Page text:
-=-=-=-=-

Developing a cloud-based IoT service

In my previous post I describe my adventures in building an AWS IoT-enabled application for a proprietary embedded linux system and getting it to run. The next step in our journey is to create a service that communicates with our device and controls it in a useful way.

What can we do with a system running with the aws_iot library? We can use the MQTT message bus to subscribe to channels and publish messages, and we can diff the current device state against the desired device state shadow stored on the server. Now we need the service side of the puzzle.

-=-=-=-=-

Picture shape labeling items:

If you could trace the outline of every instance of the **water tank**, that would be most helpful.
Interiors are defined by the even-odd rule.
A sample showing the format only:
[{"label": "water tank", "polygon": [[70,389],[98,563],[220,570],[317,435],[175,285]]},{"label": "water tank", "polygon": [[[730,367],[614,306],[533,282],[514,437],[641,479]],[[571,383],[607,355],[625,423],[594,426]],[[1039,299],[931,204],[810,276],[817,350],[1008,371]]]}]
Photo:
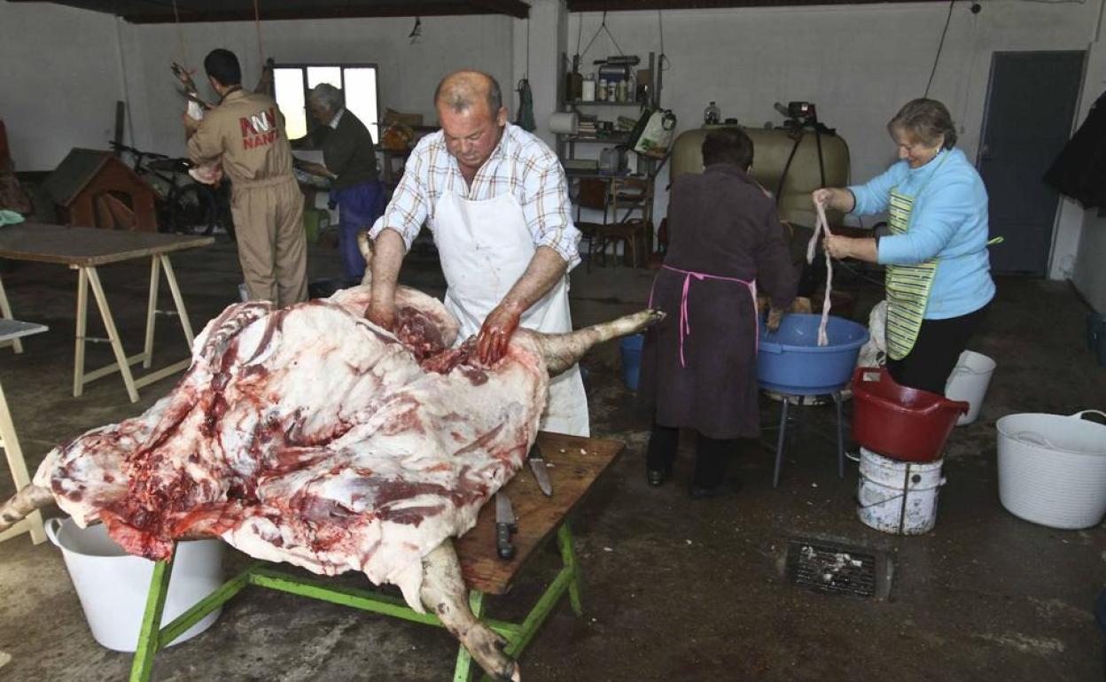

-=-=-=-=-

Requests:
A – According to the post on developing a cloud-based IoT service, which message bus can a system running the aws_iot library use?
B – Pick up the post on developing a cloud-based IoT service right after its last sentence and keep writing it.

Expected results:
A – The MQTT message bus.

B –
My sample IoT application is to be able to view images on an IP camera from anywhere on the internet. I’m planning to incorporate live HD video streaming as well but that is a whole other can of worms we don’t need to open for this demonstration. My more modest goal for now will be to create a service where I can request a snapshot from the camera be uploaded to AWS’s Simple Storage Service (S3) which can store files and serve them up to authenticated users. In addition I will attempt to build the application server logic around AWS Lambda, a service for running code in response to events without actually having to deploy a server or run a daemon of any sort. If I can manage this then I will have a truly cloud-based service; one that does not consume any more resources than are required to perform its job and with no need to pre-allocate any servers or storage. It will be running entirely on Amazon’s infrastructure with only small bits of configuration, policy and code inserted in the right places to perform the relatively simple tasks required of my app. This is the Unemployed DevOps lifestyle, the dream of perfect lazy scalability and massive offloading of effort and operations to Amazon. There is of course a large downside to this setup, namely that I am at the mercy of Amazon. If they are missing a feature I need then I’m pretty much screwed and if their documentation is poor then I will suffer enormously. A partial description of my suffering and screwed state continues below.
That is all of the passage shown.